(PASSAGE SHOWN Opens)

Sunday, April 13, 2008

Have you ever suffered for doing good?

Why do bad things happen to good people? Every time there is an accident, or a death, or someone loses their job, or children suffer, this question pops into our heads. For many, the existence of the question itself is enough to make them doubt God's goodness, or even His existence. I suppose those who doubt God in this manner are simply refusing to acknowledge that a good God would permit bad things to happen. But that is a matter of what a person wants to believe that God must be, rather than looking at the way God really is. The Bible, in the book of Genesis, addresses this question and concludes that bad things happen as the result of human sin. And human beings can sin because they have free will, given to them by a loving God. God simply will not take away our freedom, just because we misuse it.
2. But still the question remains, if they are not sinning, why do bad things happen when people are trying to be good? We may acknowledge that bad things ought to happen to people doing evil, but what about us? It really is a personal question- why do bad things happen to me when I am trying to be good? All our actions, for good or evil, affect more than just ourselves individually. Our actions affect everyone. When we lie, or are unfaithful, or use foul or blasphemous speech, or committ any sort of sin, it wounds the entire community. (Likewise our virtue and holiness, courage and generosity build up the community.)
3. Saint Peter speaks about the bad that happens to those who are trying to do good. He states that in fact, If you are patient when you suffer for doing what is good, this is a grace before God. For to this you have been called... We have been called to suffer for doing what is good. That is, to suffer for doing right is part of our baptismal committment. At first, such a statement does not appear to be good news. Why would God call us to suffer? And what if I want to say no?
4. First, God calls us to suffer for doing what is good because that is exactly what He does. Look at Jesus: innocent, without sin, holy- He went about healing people and preaching the Good News that God desires to forgive us and bring us back to Him into an intimate relationship with God as our Father. But still there were those who tried to kill Him, and who made false accusations regarding His actions. In the end, they spat on Him, beat Him, and crucified Him. Jesus had the power to stop any of the torture or beatings. With a word, He could have killed all of those who were hurting Him. In fact, if He could have put them out of His mind, and they would have ceased to even exist. But Jesus did not do that. Instead, He patiently endured suffering for our sake. Peter says: He himself bore our sins in his body upon the cross, so that, free from sin, we might live for righteousness.
5. Our patient endurance of suffering when we are doing good is one of the ways in which we are made like our Savior Jesus Christ. If we are truly to be His followers, we have to accept being just like Him.
6. Of course, there is the possibility of simply refusing to accept the suffering. Some people have decided that if suffering is the result of doing good in imitation of Jesus, then they will choose their own way. In response to this, Peter quote the prophet Isaiah For you had gone astray like sheep. He evokes the image of sheep without a shepherd, each trying to find its way alone. But there is no other way to eternal life with the Father. Jesus is the gate of heaven, only through Him do we find our rest. Anyone who tries to enter another way is just a thief and a marauder, interested in the death of the flock.
7. In the Gospel, Jesus said that His sheep recognize His voice. And as a result, they are able to find what they need because they follow Him. If we want to recognize the voice of the Lord, we must pray and become familiar with it. If we set ourselves on following Him, then we must be willing to go all the way- through the desert and to the cross.

(PASSAGE SHOWN Closes)
(SUPPLIED ENTRIES Opens)

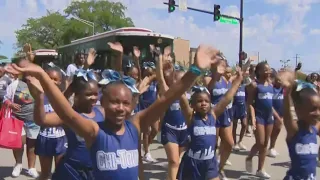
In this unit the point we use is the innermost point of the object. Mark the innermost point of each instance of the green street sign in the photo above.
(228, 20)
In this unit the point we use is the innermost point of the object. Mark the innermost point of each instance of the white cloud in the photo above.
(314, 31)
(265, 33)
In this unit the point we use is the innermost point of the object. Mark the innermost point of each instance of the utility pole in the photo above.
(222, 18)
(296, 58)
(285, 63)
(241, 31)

(SUPPLIED ENTRIES Closes)
(SUPPLIED ENTRIES Opens)

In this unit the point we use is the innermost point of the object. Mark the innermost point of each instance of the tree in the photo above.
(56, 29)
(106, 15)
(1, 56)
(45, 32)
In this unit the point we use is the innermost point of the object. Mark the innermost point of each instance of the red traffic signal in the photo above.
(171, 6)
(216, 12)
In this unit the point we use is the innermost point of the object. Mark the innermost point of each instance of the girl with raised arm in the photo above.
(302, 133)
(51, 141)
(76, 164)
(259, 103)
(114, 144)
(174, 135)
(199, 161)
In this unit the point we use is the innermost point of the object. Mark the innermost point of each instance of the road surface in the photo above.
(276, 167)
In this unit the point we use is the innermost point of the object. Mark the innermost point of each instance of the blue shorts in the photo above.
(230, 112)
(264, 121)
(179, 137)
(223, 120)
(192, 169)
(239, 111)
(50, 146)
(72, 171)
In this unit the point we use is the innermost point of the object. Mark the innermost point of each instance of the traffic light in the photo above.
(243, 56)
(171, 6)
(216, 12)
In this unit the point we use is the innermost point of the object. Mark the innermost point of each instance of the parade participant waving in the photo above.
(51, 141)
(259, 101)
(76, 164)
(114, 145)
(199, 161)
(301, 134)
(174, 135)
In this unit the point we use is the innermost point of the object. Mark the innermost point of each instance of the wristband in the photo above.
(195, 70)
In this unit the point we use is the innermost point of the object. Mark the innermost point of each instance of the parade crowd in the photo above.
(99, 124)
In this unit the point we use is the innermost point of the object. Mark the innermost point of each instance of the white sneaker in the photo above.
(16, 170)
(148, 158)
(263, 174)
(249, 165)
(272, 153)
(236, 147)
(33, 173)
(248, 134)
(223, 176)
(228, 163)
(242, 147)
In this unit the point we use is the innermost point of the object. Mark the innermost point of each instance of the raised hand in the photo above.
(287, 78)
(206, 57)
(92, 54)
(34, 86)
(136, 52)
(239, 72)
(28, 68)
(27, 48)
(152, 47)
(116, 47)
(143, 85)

(SUPPLIED ENTRIES Closes)

__TASK INSTRUCTIONS__.
- 1) Summarize the passage on suffering for doing good in two sentences.
- 2) In the passage on suffering for doing good, which prophet does Peter quote in response to those who refuse to accept suffering?
The material has no connection to the passage on suffering for doing good.

__ANSWERS TO THE TASKS__.
- 1) The passage holds that bad things happen as the result of human sin, which people can commit because a loving God gave them free will, and that everyone's actions affect the whole community. Drawing on Saint Peter, it says believers are called to patiently suffer for doing good as Jesus did, and that there is no other way to eternal life than following Him.

- 2) The prophet Isaiah.